── GIVEN ENTRIES ──

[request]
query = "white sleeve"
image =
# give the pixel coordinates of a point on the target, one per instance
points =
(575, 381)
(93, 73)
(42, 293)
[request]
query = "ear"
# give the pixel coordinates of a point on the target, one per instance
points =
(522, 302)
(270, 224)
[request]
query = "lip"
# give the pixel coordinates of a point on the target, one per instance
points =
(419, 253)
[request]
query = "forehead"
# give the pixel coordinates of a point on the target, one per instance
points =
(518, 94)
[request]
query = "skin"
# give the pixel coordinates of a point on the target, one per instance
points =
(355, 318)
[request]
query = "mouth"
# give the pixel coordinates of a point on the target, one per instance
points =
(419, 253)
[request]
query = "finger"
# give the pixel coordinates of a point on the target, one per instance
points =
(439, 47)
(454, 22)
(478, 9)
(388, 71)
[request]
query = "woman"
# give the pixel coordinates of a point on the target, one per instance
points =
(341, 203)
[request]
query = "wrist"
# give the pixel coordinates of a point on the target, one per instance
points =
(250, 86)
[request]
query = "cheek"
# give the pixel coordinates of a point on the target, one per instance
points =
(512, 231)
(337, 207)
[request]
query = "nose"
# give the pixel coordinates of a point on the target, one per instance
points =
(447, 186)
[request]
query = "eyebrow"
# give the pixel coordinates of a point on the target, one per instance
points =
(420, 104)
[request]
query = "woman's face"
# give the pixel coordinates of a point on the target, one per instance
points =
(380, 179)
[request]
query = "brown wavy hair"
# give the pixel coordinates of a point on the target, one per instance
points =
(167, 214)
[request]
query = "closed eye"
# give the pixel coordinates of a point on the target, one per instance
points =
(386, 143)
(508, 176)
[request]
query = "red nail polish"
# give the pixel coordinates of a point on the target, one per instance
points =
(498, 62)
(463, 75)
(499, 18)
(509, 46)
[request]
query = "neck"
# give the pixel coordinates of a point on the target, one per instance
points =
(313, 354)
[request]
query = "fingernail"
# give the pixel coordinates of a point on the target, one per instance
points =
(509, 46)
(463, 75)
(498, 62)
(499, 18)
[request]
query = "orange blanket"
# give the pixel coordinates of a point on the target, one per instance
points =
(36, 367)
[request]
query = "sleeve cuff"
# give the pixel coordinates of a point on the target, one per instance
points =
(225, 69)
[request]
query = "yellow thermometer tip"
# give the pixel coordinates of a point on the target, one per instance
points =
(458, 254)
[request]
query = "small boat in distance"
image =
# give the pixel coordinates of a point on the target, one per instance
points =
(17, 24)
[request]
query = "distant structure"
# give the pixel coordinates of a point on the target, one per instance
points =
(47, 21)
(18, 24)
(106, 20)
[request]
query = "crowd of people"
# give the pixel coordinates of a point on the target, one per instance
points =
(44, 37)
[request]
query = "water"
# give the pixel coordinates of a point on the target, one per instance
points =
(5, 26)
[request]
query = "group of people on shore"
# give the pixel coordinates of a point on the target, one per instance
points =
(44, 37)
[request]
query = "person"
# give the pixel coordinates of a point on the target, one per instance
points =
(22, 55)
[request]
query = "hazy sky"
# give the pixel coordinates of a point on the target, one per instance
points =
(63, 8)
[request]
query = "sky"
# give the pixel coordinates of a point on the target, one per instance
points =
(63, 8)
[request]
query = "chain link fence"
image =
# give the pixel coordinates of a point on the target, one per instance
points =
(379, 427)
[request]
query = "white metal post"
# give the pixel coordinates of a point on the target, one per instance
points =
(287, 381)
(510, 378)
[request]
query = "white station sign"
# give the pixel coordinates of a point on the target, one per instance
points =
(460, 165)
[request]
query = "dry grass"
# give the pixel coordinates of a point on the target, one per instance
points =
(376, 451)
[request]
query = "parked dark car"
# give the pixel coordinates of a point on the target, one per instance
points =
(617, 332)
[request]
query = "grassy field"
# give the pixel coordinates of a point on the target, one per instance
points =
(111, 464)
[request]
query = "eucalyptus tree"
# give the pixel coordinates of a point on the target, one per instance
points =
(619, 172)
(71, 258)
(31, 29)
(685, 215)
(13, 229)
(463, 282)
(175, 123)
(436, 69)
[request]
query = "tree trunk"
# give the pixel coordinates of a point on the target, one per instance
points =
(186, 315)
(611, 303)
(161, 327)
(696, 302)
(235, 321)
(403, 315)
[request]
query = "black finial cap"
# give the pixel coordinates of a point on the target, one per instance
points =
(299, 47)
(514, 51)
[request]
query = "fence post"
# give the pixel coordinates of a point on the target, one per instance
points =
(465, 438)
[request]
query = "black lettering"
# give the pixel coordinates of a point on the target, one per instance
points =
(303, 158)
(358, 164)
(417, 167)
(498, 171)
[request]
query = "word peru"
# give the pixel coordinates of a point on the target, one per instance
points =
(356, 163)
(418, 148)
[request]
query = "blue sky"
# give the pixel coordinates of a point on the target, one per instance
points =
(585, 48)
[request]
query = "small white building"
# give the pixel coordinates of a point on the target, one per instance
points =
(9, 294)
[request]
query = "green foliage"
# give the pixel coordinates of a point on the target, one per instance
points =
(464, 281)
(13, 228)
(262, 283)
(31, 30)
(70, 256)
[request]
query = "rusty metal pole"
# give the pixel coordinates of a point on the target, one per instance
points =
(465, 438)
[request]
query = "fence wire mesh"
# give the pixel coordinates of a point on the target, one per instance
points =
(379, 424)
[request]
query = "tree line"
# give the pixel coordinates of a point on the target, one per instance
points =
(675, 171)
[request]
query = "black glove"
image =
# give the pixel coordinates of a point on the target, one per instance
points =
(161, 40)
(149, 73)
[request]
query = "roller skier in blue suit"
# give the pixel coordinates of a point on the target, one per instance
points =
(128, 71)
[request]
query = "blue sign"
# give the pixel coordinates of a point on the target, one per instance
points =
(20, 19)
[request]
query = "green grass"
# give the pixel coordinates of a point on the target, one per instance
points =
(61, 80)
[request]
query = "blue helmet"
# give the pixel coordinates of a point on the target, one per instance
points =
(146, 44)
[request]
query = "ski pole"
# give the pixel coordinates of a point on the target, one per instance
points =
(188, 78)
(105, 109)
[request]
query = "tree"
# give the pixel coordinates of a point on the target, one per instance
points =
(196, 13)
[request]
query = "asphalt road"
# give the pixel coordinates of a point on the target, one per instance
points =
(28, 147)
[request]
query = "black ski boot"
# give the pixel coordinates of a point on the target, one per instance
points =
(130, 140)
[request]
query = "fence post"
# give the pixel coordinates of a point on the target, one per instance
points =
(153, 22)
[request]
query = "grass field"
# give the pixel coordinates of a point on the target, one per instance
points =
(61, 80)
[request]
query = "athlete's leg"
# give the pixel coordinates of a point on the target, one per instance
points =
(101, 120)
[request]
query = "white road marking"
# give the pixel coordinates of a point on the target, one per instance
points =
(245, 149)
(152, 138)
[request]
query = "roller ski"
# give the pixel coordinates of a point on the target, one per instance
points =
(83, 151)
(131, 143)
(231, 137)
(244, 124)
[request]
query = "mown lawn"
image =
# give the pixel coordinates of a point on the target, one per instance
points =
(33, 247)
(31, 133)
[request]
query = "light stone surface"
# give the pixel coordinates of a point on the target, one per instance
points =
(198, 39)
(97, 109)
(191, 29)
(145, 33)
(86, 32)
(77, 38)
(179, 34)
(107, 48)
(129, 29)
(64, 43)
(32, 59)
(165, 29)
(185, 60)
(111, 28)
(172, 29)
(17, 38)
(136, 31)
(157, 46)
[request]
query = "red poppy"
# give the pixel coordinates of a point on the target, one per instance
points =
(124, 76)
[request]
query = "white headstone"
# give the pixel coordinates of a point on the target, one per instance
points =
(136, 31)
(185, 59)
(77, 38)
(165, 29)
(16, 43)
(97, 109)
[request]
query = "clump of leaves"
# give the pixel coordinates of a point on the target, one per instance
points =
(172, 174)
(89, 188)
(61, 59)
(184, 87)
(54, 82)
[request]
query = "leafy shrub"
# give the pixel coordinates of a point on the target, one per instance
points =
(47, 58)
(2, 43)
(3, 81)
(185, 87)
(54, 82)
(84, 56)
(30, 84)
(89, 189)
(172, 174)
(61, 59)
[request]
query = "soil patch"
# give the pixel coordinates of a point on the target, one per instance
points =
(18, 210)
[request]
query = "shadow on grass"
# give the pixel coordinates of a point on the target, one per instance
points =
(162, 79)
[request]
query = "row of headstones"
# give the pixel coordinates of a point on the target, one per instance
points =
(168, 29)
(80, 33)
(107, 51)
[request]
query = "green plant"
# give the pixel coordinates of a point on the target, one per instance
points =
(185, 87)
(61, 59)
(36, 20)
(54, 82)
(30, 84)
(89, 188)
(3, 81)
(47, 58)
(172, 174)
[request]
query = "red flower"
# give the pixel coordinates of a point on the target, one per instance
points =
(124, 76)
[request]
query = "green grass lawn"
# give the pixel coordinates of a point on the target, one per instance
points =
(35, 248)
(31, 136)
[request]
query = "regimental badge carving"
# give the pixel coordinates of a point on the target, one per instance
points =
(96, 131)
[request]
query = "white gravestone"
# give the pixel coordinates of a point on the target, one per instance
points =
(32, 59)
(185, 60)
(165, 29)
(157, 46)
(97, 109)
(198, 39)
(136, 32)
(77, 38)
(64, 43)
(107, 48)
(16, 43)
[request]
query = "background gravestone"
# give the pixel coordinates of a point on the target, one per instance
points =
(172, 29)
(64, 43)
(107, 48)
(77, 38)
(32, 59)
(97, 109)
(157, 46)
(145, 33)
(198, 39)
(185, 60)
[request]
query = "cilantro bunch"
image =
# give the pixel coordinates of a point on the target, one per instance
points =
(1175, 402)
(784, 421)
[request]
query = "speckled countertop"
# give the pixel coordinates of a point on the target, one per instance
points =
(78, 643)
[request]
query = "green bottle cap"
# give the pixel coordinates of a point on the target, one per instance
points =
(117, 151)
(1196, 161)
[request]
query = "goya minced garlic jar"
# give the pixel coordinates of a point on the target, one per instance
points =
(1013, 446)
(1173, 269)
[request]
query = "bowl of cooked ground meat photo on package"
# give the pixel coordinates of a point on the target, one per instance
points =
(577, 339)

───

:: SHORT TASK ::
Show every line from the entries above that contains the word "black".

:: ANSWER TO THE EXERCISE ::
query = "black finial cap"
query = "black lettering"
query = "black glove"
query = "black ski boot"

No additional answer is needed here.